- TO DO:
The whole listing below needs to be duplicated exactly, pictures aside.

##### EXTRACTED DATA

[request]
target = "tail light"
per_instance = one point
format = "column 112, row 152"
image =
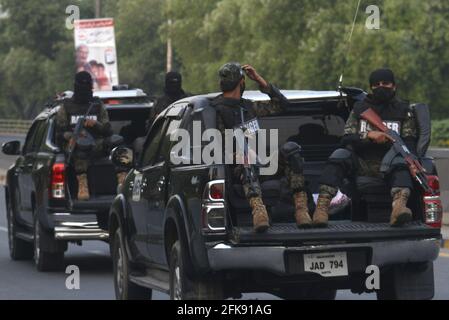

##########

- OUTPUT BELOW:
[request]
target = "tail light"
per_instance = one point
format = "column 112, row 152"
image =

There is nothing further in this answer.